▸ Exercise aim
Please copy each line from the entries that contains the string "notebook".

▸ Data supplied

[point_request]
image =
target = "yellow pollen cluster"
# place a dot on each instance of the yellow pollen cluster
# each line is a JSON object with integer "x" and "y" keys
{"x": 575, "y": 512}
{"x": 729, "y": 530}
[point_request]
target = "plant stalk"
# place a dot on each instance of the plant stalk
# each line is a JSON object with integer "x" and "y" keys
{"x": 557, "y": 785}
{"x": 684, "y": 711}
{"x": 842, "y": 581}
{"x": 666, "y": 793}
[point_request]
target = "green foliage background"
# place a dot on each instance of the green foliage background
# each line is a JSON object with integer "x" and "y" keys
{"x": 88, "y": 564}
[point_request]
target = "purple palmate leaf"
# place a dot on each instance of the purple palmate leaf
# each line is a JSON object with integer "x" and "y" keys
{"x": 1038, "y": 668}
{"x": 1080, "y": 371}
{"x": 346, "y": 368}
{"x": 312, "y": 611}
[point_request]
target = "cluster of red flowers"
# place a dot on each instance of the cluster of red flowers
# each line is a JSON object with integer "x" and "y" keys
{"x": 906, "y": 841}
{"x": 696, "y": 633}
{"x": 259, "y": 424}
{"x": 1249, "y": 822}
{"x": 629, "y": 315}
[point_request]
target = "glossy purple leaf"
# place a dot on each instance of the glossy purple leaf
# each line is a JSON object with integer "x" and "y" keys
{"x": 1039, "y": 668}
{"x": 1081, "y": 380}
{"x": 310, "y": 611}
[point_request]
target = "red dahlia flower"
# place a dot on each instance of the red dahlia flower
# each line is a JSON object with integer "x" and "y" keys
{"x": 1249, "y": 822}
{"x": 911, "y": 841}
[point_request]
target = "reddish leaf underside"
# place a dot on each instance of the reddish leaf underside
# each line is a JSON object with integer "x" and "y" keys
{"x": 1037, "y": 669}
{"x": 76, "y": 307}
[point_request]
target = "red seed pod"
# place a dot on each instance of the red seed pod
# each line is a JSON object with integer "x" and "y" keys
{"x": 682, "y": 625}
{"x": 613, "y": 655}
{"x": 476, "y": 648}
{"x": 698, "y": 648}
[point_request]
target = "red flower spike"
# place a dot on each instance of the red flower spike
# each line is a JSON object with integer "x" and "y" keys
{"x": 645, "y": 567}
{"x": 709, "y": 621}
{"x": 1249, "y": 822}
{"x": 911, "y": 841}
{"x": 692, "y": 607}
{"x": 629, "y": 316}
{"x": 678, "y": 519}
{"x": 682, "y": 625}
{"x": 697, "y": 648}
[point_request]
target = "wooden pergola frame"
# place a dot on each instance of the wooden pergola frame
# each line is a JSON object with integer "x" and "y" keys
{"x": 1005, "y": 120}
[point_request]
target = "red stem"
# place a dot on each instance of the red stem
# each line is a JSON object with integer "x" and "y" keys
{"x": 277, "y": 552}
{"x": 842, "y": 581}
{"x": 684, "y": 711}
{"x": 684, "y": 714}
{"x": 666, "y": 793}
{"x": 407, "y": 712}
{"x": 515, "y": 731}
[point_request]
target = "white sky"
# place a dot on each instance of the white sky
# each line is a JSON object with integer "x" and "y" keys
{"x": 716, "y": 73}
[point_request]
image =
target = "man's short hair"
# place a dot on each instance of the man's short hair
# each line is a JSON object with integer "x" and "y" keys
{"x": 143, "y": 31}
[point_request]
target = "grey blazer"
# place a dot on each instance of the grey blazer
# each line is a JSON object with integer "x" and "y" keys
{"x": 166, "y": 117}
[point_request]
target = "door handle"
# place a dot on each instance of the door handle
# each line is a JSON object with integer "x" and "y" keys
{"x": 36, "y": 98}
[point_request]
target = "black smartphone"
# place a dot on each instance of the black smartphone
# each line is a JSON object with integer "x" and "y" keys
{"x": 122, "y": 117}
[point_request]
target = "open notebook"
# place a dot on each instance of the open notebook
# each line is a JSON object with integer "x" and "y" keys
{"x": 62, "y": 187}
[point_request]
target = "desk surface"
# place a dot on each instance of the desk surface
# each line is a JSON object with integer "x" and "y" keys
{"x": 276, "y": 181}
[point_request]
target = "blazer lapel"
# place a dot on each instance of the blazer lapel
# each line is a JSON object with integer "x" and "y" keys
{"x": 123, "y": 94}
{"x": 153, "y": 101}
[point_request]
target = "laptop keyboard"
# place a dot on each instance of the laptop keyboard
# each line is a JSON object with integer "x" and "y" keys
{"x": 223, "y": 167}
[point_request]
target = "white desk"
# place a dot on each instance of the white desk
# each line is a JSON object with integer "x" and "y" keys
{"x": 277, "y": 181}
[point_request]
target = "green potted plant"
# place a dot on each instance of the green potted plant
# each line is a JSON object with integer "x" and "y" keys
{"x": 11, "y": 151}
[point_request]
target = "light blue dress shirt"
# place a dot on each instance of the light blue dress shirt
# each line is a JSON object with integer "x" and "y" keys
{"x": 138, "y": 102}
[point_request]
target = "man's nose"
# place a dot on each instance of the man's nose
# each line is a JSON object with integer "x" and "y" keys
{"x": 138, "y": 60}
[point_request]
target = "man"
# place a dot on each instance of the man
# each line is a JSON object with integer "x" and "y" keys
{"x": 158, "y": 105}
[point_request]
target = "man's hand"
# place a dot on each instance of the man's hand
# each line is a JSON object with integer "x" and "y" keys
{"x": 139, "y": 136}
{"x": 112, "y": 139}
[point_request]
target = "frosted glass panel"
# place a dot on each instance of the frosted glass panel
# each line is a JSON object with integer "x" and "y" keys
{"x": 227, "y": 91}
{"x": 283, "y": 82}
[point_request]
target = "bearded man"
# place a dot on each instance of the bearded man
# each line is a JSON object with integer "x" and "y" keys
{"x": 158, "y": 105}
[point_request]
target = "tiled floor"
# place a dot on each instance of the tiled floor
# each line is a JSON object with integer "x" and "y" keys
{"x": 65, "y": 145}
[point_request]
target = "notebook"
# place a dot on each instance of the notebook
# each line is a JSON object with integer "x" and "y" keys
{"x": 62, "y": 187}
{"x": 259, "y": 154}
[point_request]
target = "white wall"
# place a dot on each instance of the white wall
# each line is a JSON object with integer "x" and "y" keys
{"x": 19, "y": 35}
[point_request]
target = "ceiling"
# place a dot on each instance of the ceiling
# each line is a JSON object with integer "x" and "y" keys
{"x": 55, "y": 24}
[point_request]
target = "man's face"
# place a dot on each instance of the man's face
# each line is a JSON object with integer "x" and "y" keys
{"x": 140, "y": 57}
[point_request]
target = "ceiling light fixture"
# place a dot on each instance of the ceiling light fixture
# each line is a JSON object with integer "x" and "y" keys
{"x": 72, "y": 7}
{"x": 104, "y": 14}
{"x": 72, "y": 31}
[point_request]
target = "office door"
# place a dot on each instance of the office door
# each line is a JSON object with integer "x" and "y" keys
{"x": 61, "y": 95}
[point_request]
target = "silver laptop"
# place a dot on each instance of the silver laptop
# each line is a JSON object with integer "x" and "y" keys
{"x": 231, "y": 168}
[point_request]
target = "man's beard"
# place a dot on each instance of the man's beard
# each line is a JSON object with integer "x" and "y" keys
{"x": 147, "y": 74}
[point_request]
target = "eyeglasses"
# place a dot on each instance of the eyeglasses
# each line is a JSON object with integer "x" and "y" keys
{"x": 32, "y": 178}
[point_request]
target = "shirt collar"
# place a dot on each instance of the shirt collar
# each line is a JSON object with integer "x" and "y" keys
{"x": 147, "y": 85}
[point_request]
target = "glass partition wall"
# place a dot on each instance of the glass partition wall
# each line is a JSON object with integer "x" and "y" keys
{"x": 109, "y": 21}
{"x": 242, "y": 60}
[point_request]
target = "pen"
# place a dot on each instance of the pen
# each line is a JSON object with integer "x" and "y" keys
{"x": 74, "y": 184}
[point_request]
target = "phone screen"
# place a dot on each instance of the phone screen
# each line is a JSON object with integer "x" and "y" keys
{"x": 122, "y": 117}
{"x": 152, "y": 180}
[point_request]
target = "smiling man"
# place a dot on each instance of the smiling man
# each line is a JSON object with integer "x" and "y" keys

▸ Your response
target = "open notebook"
# place a dot on each instance of the open notebook
target = "notebook"
# place a dot on each instance of the notebook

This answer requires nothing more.